◆ AIM OF THE TASK ◆
A verbatim copy of every entry is required.

(Data entries)
↓
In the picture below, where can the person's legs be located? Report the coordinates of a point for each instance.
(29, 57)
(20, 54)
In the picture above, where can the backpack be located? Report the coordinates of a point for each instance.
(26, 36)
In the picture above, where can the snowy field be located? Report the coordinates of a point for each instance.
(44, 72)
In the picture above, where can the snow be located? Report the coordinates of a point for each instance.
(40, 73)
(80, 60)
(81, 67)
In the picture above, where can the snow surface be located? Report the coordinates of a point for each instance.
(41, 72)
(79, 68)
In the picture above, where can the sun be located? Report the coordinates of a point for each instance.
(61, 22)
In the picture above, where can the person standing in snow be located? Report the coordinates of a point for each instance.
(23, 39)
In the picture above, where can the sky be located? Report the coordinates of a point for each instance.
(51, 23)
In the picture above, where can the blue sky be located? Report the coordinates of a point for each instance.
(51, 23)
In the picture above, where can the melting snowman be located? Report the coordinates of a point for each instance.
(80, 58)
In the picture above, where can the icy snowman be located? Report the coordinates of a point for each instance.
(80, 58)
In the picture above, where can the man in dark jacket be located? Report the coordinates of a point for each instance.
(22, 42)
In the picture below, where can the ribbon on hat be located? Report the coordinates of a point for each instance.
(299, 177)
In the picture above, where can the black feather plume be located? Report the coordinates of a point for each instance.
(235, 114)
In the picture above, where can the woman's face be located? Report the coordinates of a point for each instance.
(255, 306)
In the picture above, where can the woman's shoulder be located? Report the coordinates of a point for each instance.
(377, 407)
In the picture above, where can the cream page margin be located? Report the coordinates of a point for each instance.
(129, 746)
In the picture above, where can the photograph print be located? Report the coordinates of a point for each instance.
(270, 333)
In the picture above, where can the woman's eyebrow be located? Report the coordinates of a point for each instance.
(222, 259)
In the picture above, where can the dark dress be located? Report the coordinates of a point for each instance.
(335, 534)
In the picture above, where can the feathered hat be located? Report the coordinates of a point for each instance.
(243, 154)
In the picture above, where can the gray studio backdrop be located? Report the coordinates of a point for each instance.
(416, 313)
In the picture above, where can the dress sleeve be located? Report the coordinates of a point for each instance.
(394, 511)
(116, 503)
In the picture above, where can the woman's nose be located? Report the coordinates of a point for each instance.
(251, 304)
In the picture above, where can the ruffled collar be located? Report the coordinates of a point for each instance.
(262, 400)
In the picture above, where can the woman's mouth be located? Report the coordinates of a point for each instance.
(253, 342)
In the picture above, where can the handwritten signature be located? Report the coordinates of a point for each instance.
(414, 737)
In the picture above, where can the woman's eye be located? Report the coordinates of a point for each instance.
↑
◆ SOLUTION FOR THIS EXERCISE ◆
In the picture below, where can the person's legs be located? Report the coordinates of a point for each instance.
(29, 57)
(20, 54)
In the picture above, where can the backpack be located? Report the coordinates of a point for each instance.
(26, 36)
In the picture above, where can the snowy field be located? Report the coordinates of a point for each instance.
(44, 72)
In the picture above, where can the snow be located? Report the coordinates of a point for each instance.
(40, 73)
(80, 60)
(81, 67)
In the picture above, where can the snow surface be located? Report the coordinates of a point for each instance.
(41, 72)
(79, 68)
In the picture above, where can the sun be located? Report the coordinates of a point for each instance.
(61, 22)
In the picture above, where can the person standing in snow be located? Report the coordinates of a point for each instance.
(23, 39)
In the picture above, where can the sky be located? Report the coordinates of a point for each instance.
(51, 23)
In the picture above, where can the blue sky be located? Report the coordinates of a point for each instance.
(51, 23)
In the picture above, where can the melting snowman be located? Report the coordinates of a point for each instance.
(80, 58)
In the picture above, where can the icy snowman be located? Report the coordinates of a point for each instance.
(80, 58)
In the picture above, where can the man in dark jacket be located? Report the coordinates of a point for each instance.
(22, 42)
In the picture below, where can the ribbon on hat be located? Report the coordinates of a point for each instance.
(299, 177)
In the picture above, where can the black feather plume be located? Report the coordinates of a point for each instance.
(235, 114)
In the picture above, where can the woman's face be located? Report the coordinates of a point for each instance.
(255, 306)
In the picture above, where can the woman's shoulder be located? Report the coordinates of a point for each instance.
(377, 407)
In the picture above, where can the cream page margin be located? Report the coordinates of a point for each instance.
(129, 746)
In the picture above, where can the photograph print be located? Report the coordinates of a point for each instance.
(270, 333)
In the picture above, where can the woman's eyebrow be located? Report the coordinates of a point for each instance.
(222, 259)
In the picture above, where can the dark dress be located? Report the coordinates of a point for each instance.
(335, 534)
In the picture above, where can the feathered hat be located? Report the coordinates of a point for each instance.
(243, 154)
In the picture above, where can the gray studio backdrop be located? Report the coordinates of a point for each instance.
(416, 313)
In the picture above, where can the dress sleeve be located? Report the coordinates of a point for each instance.
(394, 511)
(116, 503)
In the picture above, where can the woman's nose be located? Report the coordinates of a point for each instance.
(251, 304)
In the picture above, where can the ruffled collar be located? Report the coordinates of a point for each instance.
(262, 400)
In the picture above, where can the woman's mouth be located? Report the coordinates of a point for each instance.
(253, 342)
In the picture above, where can the handwritten signature be located? Report the coordinates of a point for each instance.
(414, 737)
In the picture above, where can the woman's eye be located? Report the coordinates of a point for each instance.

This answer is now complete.